## Aufgabenstellung
Gib den Abschnitt des Beitrags über Marco Streller von "Zwei Nachbemerkungen zum" bis "(2:1) getroffen habe." erneut wieder und tausche darin "Mattersburg" gegen "Rapid Wien" aus.

## Ausgewählter Text
========================================

« Gut gemacht, Blick! | Start | P.P.S. Marco Streller »

17. August 2007

P.S. Marco Streller

Zwei Nachbemerkungen zum Interview mit Marco Streller (im aktuellen Heft der Weltwoche), den ich diese Woche vor dem Uefa-Qualifikationsspiel gegen Mattersburg (2:1) getroffen habe.
1. Ich habe Streller oft kritisiert, das heisst eigentlich immer, er ist mein Lieblingsopfer. Das weiss Marco, trotzdem hat er eingewilligt - nach meiner offiziellen Anfrage beim FCB -, mit mir zu reden (die SMS hatte er zuvor nicht beantwortet, ebensowenig nahm er das Handy ab - muss ich akzeptieren). Er ist ein sympathischer Kerl, drum hier auch die andere Seite des Problems Streller. Marco ist nicht gemacht für einen Ein-Mann-Sturm, doch genau in einem solchen Sturm spielt er beim FCB, oft auch in der Nationalmannschaft. Auf die Frage, ob er Angst um seinen Platz habe, jetzt, wo Blaise Nkufo sein Comeback im Schweizer Team gibt, sagte er, er spiele grundsätzlich gerne mit einem Sturmpartner. Das scheint mir eine ehrliche Antwort zu sein. Die Frage drum an Christian Gross, FCB-Trainer und zukünftiger Nationalcoach: Warum dem lieben Strelli nicht mal einen Support mitgeben auf den Weg in die Prärie?
"Ich werde nie so elegant aussehen wie ein Kubi Türkyilmaz", sagte mir Streller. Auch diese Einschätzung ist richtig. Er wirkt mit seiner Körpergrösse von gefühlten zweieinhalb Metern nicht eben beweglich. Aber im 16er zeigt er durchaus Qualitäten. "Wenn kümmert's", sagte mir WM-Abstauber Paolo Rossi vor wenigen Wochen in Stuttgart, "ob das Tor mit dem spitzen Knie oder mit dem Schienbein erzielt wurde. Hauptsache, der Ball ist drin."
2. Was mir bei ihm auf den Sack gehe, um es deutlich zu sagen, sei die Art, wie er mit Kritik umgehe. Er sei beim VfB gescheitert, was auch kein Skandal sei. Aber er solle doch endlich aufhören, sich selber etwas vorzumachen und das Gegenteil zu behaupten. Erstaunlicherweise gab mir Streller recht: "Ja, ich bin in Stuttgart gescheitert. Ich habe mir dort keinen Stammplatz erkämpft." So hatte ich das von ihm noch nie gehört. Und so stand es dann auch nicht in der Weltwoche. Denn die Presseabteilung des FCB liess diese Passage durch den Weichspüler. Heraus kam genau das Gegenteil von dem, was Strelli sagte. Nämlich: "Es ist mir nicht wünschgemäss gelaufen. Aber heisst das, dass ich gescheitert bin? Nein." Worauf ich mich mit dem vereinsinternen Weichspüler des FCB auf die Version geeignet habe: "Es ist mir nicht wünschgemäss gelaufen." Schade. Ich hatte zugesagt, dass Interview gegenlesen zu lassen, aber nicht umzuschreiben und inhaltlich auf den Kopf zu stellen. Womit sich die Frage stellt: Ist tatsächlich Strelli ein Weichei oder sind es seine Berater? Wieso Angst haben, wenn man die Wahrheit sagt, zumal diese Wahrheit (Streller/VfB) offensichtlich ist?

========================================

## Bereitgestellte Zeilen
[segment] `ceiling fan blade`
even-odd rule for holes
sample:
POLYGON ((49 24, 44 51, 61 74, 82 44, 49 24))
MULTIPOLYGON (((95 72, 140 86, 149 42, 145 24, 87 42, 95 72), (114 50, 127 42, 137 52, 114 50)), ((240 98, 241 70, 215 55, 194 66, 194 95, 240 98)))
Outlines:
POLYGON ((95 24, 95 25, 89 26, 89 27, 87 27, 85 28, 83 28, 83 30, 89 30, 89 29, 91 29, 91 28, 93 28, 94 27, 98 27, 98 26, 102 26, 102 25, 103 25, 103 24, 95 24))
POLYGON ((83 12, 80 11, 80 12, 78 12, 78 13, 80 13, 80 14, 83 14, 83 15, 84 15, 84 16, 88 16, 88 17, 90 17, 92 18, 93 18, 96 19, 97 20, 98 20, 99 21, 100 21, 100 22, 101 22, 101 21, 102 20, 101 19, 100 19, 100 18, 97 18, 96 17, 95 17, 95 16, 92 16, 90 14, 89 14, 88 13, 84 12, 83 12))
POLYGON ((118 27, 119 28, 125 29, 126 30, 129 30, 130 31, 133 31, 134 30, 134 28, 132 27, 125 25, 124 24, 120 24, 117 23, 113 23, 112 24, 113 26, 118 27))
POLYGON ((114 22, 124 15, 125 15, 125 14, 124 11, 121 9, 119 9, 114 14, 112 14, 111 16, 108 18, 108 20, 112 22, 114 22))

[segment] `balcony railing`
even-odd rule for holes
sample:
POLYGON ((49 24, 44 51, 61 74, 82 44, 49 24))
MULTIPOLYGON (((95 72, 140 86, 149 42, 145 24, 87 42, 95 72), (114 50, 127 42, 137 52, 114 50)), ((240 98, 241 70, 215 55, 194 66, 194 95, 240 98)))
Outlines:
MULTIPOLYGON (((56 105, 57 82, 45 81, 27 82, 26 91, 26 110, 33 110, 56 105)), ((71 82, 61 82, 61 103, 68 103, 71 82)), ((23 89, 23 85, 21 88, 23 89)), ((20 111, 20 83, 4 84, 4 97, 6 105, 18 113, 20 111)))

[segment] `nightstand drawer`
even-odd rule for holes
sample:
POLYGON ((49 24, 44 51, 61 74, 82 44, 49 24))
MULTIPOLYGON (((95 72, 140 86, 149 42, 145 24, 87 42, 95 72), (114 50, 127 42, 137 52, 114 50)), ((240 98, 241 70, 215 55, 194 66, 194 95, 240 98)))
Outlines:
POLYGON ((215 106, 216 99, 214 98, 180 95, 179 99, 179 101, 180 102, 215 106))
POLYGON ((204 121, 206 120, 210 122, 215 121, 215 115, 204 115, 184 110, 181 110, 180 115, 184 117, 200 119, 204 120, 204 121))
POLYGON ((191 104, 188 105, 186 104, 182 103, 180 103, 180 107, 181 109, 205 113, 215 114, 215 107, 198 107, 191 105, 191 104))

========================================

## Vollständige Antwort
Zwei Nachbemerkungen zum Interview mit Marco Streller (im aktuellen Heft der Weltwoche), den ich diese Woche vor dem Uefa-Qualifikationsspiel gegen Rapid Wien (2:1) getroffen habe.